EXTRACTED TEXT
JONAS, Hans

 

JONAS, Hans (b. Mönchengladbach, Germany, 10 May 1903; d. New Rochelle, N.Y., 5 February 1993), philosopher who significantly contributed to 20-century research on gnosticism (FIGURE 1).

Life. Jonas was born into a Jewish family in Mönchengladbach, a city in the Prussian Rhine Province. He lived as a teenager through World War I, and became a Zionist. In 1921, Jonas graduated from high school (Gymnasium) in his hometown, and enrolled as student of philosophy at the Albert-Ludwigs-Universität Freiburg (Germany). He took courses with Edmund Husserl (1859-1938) and Martin Heidegger (1889-1976) and followed Heidegger in 1923 to the Philipps-Universität Marburg (Germany). He enrolled in courses about the New Testament taught by the Protestant theologian Rudolf Bultmann (1884-1976), and in a seminar about the Gospel of John he encountered the problems of gnosticism. Jonas began to study its classical sources, including the recently published Mandaean and Manichean texts (see MANDAEANS). In 1928 he received his PhD with a dissertation about Der Begriff der Gnosis, which was just one chapter in an extensive work-in-progress on the fundamentals of the gnostic worldview and its impact on late antiquity. This research was to be published in two parts under the title Gnosis und spätantiker Geist. In 1933 Jonas completed the first part, which appeared the following year as Die mythologische Gnosis. But the young and highly gifted scholar had already emigrated from Germany, first to London and in 1934 to Jerusalem, because of the dramatically increased anti-Semitism after Adolf Hitler had been elected chancellor on 30 January 1933. Even though Jonas was still working on the book’s second part, Von der Mythologie zur mystischen Philosophie, during his time in London, only after World War II did the German publisher issue the book. Its first half appeared in 1954, while its second part, edited by the author on the basis on Jonas’ unpublished papers and essays, had to wait until 1993, Jonas taught as lecturer at the Hebrew University until 1948, though he was a soldier in the British army from 1940 until 1945. In Jerusalem, he was, among others, a colleague of Gershom Scholem (1897-1982). In 1949, after Jonas had served for about a year in the Israeli Army, he accepted a fellowship at McGill University (Montreal, Canada). He was appointed fellow at Carleton University (Ottawa, Canada) in 1950, and in 1955 he received a position as professor of philosophy at the New School for Social Research in New York City, where he remained until his retirement in 1976.

SUPPLIED RECORDS
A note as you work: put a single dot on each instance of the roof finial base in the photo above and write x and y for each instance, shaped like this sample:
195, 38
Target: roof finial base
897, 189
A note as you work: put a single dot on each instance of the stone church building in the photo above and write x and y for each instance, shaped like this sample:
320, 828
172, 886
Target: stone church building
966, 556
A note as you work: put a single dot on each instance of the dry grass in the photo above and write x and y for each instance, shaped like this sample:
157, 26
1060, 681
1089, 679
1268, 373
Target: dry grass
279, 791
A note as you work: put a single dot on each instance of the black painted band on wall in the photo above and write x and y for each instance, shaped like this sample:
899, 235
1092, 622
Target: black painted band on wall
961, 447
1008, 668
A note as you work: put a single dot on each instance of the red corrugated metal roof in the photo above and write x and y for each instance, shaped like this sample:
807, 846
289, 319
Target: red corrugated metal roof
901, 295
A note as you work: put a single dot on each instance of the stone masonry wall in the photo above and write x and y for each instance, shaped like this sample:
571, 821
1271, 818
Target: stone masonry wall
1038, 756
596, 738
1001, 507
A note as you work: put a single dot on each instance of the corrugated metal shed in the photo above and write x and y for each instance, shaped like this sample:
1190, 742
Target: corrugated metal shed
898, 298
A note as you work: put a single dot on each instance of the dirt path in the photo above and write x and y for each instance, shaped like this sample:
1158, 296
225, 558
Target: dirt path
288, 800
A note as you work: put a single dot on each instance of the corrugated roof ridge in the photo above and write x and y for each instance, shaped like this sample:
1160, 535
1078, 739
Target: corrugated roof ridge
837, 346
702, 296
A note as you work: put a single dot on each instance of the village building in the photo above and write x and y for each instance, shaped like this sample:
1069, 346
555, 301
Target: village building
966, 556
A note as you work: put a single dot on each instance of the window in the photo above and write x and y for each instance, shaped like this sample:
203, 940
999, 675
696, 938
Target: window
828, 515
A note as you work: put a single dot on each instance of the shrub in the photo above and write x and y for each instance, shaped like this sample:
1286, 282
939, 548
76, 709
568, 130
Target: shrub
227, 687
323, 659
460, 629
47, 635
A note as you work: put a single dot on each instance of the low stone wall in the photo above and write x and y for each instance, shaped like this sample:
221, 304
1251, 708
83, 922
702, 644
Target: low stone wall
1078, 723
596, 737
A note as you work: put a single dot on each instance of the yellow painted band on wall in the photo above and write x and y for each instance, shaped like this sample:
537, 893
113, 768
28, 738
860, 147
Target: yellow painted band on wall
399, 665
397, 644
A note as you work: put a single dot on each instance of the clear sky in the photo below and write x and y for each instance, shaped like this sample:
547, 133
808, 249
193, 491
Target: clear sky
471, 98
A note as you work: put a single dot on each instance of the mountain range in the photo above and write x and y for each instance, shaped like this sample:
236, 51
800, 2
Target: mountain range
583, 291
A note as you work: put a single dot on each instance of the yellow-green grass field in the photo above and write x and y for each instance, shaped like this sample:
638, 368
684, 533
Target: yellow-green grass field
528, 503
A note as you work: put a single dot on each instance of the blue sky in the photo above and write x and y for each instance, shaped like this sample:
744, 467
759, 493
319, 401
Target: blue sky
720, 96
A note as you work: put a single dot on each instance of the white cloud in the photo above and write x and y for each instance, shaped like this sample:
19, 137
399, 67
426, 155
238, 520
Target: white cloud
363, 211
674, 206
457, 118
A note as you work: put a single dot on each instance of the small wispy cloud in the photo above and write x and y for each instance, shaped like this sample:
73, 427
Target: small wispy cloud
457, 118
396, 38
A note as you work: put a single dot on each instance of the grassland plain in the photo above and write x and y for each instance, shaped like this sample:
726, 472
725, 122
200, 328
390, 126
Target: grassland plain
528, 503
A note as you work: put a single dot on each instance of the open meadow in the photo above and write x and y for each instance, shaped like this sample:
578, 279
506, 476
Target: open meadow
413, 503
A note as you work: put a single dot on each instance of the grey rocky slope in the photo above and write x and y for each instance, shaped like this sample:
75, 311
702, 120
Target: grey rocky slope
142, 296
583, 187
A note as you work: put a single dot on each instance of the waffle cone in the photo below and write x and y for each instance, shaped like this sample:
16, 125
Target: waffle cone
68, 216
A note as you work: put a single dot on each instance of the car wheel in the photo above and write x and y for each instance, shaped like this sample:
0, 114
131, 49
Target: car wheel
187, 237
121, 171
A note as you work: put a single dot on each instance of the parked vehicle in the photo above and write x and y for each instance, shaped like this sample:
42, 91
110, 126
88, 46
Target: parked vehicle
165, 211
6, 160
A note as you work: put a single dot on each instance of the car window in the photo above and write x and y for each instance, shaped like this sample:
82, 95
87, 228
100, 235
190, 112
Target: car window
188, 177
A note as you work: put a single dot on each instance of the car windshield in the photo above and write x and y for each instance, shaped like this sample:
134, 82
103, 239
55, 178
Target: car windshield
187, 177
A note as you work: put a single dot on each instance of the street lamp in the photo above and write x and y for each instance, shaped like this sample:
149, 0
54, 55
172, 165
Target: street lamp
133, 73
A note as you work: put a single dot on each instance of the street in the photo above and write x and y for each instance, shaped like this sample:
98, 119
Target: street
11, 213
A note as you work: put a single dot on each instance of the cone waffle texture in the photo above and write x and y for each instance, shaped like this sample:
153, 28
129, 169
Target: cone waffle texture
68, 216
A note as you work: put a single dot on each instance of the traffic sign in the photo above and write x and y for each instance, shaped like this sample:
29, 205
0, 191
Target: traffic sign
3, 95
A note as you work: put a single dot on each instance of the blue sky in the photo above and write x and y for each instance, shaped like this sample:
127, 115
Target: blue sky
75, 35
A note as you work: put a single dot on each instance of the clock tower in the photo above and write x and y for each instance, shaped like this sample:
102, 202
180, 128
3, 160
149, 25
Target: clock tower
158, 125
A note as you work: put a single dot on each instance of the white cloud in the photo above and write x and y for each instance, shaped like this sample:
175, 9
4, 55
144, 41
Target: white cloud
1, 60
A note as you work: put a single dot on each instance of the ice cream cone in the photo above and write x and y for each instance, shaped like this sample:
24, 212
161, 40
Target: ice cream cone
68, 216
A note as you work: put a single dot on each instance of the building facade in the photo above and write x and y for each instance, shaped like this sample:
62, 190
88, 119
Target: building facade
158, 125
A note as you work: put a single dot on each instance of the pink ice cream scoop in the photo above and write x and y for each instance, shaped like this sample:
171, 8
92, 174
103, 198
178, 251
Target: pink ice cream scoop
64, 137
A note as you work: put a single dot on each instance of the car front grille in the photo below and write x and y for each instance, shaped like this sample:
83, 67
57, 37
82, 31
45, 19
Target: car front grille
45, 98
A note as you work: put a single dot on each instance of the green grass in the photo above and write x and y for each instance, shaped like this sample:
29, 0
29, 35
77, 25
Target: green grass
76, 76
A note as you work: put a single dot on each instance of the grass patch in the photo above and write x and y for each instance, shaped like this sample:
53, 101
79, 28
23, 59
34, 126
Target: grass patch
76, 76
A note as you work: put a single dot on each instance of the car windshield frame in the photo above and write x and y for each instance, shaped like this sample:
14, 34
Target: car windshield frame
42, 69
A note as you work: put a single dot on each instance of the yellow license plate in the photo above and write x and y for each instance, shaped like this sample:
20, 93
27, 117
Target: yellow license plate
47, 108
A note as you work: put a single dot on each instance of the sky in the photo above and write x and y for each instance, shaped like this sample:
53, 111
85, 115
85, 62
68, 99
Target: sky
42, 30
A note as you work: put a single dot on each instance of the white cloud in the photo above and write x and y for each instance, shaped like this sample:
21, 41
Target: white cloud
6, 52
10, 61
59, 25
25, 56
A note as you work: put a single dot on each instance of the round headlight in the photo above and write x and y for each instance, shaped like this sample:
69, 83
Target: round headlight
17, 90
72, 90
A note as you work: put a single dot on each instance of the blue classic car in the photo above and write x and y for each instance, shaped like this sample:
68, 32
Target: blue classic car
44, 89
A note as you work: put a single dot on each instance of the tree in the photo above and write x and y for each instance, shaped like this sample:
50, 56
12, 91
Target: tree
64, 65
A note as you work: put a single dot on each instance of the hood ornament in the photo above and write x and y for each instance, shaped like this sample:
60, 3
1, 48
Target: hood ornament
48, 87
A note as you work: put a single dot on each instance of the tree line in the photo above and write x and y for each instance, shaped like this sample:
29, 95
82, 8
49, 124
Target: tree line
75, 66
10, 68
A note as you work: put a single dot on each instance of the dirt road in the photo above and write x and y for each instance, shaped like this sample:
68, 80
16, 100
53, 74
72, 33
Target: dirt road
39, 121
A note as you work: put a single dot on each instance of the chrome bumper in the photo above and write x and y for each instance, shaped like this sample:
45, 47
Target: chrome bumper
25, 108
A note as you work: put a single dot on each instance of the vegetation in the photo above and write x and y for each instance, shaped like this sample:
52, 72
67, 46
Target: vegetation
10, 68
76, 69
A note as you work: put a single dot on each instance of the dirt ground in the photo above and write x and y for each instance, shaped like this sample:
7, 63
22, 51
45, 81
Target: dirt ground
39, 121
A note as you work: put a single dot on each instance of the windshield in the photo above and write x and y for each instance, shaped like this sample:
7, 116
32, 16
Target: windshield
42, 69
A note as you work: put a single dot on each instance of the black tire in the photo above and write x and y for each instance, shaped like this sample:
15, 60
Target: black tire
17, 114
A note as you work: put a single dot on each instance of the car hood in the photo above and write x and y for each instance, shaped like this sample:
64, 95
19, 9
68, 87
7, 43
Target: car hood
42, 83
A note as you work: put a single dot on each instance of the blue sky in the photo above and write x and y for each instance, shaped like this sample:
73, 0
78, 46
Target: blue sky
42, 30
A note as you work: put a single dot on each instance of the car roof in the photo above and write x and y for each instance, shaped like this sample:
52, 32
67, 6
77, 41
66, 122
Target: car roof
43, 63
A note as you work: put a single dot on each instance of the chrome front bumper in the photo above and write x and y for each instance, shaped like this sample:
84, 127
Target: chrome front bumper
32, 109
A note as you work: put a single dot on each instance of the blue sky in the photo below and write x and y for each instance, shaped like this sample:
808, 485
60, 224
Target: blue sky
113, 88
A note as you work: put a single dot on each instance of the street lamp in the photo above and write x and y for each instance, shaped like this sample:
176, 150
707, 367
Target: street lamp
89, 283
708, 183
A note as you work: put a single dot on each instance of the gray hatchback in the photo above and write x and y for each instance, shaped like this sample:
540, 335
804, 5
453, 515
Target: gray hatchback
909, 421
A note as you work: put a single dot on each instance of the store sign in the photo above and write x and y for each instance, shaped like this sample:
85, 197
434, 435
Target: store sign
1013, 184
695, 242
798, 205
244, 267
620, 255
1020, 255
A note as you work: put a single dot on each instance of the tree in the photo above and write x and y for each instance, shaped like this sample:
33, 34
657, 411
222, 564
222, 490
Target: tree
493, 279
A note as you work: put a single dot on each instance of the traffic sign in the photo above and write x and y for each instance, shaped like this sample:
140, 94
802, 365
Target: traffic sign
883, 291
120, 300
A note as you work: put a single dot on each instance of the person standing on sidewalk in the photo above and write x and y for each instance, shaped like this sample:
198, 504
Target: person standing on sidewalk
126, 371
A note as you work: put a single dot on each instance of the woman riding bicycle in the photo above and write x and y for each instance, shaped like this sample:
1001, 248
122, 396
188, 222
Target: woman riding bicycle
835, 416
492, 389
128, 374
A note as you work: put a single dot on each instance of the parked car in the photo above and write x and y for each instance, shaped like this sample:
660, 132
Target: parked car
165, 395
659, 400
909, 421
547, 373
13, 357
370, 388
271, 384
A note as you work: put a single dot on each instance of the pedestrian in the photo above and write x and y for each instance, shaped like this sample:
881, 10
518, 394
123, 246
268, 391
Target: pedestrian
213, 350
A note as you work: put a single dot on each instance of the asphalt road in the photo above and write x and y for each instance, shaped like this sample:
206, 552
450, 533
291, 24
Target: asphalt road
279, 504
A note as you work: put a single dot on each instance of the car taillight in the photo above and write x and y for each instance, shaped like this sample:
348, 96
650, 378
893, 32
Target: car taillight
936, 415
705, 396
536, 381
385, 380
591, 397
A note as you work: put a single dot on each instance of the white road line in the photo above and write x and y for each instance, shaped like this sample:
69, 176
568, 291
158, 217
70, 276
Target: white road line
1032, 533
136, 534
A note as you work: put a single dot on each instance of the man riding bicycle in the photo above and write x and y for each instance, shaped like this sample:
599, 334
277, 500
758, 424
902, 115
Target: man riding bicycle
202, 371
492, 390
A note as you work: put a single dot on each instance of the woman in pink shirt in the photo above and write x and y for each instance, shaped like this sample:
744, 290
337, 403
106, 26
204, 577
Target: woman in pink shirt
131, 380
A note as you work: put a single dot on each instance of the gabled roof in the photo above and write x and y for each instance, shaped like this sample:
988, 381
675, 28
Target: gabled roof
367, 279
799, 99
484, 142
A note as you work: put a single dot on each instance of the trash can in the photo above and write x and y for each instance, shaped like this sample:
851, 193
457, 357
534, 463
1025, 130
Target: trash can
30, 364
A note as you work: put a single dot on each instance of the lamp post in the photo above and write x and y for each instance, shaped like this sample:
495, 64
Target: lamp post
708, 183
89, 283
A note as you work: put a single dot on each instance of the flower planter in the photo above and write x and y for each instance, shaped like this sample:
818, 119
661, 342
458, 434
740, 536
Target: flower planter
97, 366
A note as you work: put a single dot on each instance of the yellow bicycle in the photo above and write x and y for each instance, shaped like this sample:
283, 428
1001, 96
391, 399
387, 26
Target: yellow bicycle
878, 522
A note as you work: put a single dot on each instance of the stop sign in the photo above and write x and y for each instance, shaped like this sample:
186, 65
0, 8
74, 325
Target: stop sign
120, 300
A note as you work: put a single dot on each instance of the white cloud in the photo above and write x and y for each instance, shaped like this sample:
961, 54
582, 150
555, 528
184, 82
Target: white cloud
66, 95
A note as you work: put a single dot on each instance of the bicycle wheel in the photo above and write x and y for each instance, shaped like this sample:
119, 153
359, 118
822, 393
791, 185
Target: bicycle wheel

WORK TO COMPLETE
1. In the article on Hans Jonas, rewrite the passage starting with "JONAS, Hans (b." and going on through "gnosticism (FIGURE 1).", replacing "philosopher" with "thinker".
2. According to the article on Hans Jonas, where did he take a professorship in philosophy in 1955?
3. Continue the article on Hans Jonas from where it stops.

ANSWERS PER TASK
1.
JONAS, Hans (b. Mönchengladbach, Germany, 10 May 1903; d. New Rochelle, N.Y., 5 February 1993), thinker who significantly contributed to 20-century research on gnosticism (FIGURE 1).

2. At the New School for Social Research in New York City.

3.
In 1958 Jonas published The Gnostic Religion, which is a revised English version of his German study of gnosticism. He was a prolific author who wrote many books, essays, and articles on the philosophical problems of nature, organism, and technology. His last book was the painstaking study of ethics about Das Prinzip Verantwortung (1979).

Gnosticism and Manicheism. Jonas’ research is relevant to Iranian studies because, firstly, he described the typology of the gnostic systems, mainly in relation to cosmogonic speculations, and, secondly, he showed that Manicheism is a particular kind of gnosticism.

Jonas (1964, pp. 255-262) distinguished four types of the “constructive main forms” of gnostic cosmogony: the Iranian, the Syrian-Egyptian, the Alexandrian-ecclesiastical, and the Neoplatonic. With regard to the Iranian strain of gnosticism, Mani “most completely adopted the Iranian version of dualism” (Jonas, 1963, p. 57). While the Syrian-Alexandrian type “is the attempt to place the origin of darkness, and thereby of the dualistic rift of being, within the godhead itself, and thus to develop the divine tragedy, the necessity of salvation arising from it, and the dynamics of this salvation itself, as wholly a sequence of inner-divine events” (ibid., p. 174), the Iranian form of gnosticism “starts from a dualism of pre-existent principles” (ibid, p. 105). Unlike the original Zoroastrian dualism (see ZOROASTRIANISM) the two principles of light and darkness of the Manichean gnosticism are identified with spirit and matter (body), good and evil. The system of Mani “represents, by reason of the type as such, and in spite of its highly wrought elaborateness, in its theoretical substance a more archaic level of gnostic thought” (ibid., p. 206). Jonas (1964, pp. 320-28; cf. 1963, pp. 112-29) discovered examples of this more archaic form in the so-called “Hymn of the Pearl” (Acts of Thomas, chaps. 108-113) and in some hymns of the Odes of Solomon. He recognized that Mandaean texts, in which the Iranian and the Syrian-Egyptian types are mixed, also express an archaic model of gnostic thinking and pity (1964, pp. 262-83; cf. 1963, p. 57-62).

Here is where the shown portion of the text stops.